WRITTEN INSTRUCTION: In the records below, find the line containing "One point goes on each instance of the large", then extract that line and all subsequent lines exactly, leaving out everything else.

DATA TO PROCESS:
***
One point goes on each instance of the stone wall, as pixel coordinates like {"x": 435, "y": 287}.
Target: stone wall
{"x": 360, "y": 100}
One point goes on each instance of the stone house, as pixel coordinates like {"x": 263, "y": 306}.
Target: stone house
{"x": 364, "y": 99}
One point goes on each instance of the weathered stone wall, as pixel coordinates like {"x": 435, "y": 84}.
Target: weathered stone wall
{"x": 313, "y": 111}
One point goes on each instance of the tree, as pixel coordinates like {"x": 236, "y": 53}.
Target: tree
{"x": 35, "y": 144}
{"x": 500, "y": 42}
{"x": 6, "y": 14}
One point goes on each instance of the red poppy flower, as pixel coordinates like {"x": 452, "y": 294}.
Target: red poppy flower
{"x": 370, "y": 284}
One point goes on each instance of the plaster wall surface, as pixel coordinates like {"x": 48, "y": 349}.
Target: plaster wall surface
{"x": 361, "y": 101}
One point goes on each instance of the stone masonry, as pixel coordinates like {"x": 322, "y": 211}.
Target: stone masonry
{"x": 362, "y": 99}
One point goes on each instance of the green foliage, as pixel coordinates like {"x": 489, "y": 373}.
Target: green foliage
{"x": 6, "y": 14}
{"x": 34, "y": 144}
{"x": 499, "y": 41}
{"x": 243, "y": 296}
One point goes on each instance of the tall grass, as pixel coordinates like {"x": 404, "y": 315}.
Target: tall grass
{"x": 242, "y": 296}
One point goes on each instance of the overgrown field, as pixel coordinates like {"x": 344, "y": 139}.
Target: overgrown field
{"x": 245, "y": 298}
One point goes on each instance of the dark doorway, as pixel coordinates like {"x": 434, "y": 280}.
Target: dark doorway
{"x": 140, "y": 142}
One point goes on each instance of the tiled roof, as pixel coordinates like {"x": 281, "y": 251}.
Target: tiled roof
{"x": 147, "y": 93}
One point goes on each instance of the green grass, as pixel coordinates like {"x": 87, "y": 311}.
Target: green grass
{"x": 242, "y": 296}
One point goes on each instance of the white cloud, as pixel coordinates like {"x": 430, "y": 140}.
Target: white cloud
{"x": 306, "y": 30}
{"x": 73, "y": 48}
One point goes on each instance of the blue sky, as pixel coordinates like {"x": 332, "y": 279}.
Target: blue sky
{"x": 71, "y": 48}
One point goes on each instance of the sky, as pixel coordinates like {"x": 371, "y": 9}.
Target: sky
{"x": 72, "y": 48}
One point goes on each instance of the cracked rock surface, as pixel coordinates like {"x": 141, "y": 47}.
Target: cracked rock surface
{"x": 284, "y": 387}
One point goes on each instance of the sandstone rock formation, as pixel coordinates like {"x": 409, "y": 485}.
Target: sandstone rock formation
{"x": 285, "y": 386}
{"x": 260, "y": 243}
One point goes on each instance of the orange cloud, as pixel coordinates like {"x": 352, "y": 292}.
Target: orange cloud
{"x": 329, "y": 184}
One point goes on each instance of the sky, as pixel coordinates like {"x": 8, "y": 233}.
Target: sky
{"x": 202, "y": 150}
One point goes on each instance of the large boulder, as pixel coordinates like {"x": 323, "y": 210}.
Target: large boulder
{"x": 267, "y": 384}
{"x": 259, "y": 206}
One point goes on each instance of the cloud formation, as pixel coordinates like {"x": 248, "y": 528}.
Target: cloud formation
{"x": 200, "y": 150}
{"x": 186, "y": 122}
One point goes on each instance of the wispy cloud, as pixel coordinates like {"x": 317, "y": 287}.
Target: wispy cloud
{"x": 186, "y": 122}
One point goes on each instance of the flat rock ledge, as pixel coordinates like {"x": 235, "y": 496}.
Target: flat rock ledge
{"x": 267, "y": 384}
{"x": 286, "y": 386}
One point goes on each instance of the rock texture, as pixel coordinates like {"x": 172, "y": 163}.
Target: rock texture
***
RESULT OF THIS TASK:
One point goes on each instance of the large boulder, as pixel coordinates like {"x": 323, "y": 210}.
Target: large boulder
{"x": 267, "y": 384}
{"x": 259, "y": 206}
One point goes on each instance of the cloud formation, as pixel coordinates like {"x": 248, "y": 528}.
Target: cloud formation
{"x": 200, "y": 150}
{"x": 186, "y": 122}
One point goes on each instance of the wispy cloud, as pixel coordinates like {"x": 317, "y": 287}.
Target: wispy cloud
{"x": 186, "y": 122}
One point goes on each instance of the flat rock ledge, as pixel coordinates like {"x": 235, "y": 496}.
Target: flat rock ledge
{"x": 267, "y": 384}
{"x": 286, "y": 386}
One point goes on each instance of the rock texture, as pixel coordinates like {"x": 172, "y": 163}.
Target: rock texture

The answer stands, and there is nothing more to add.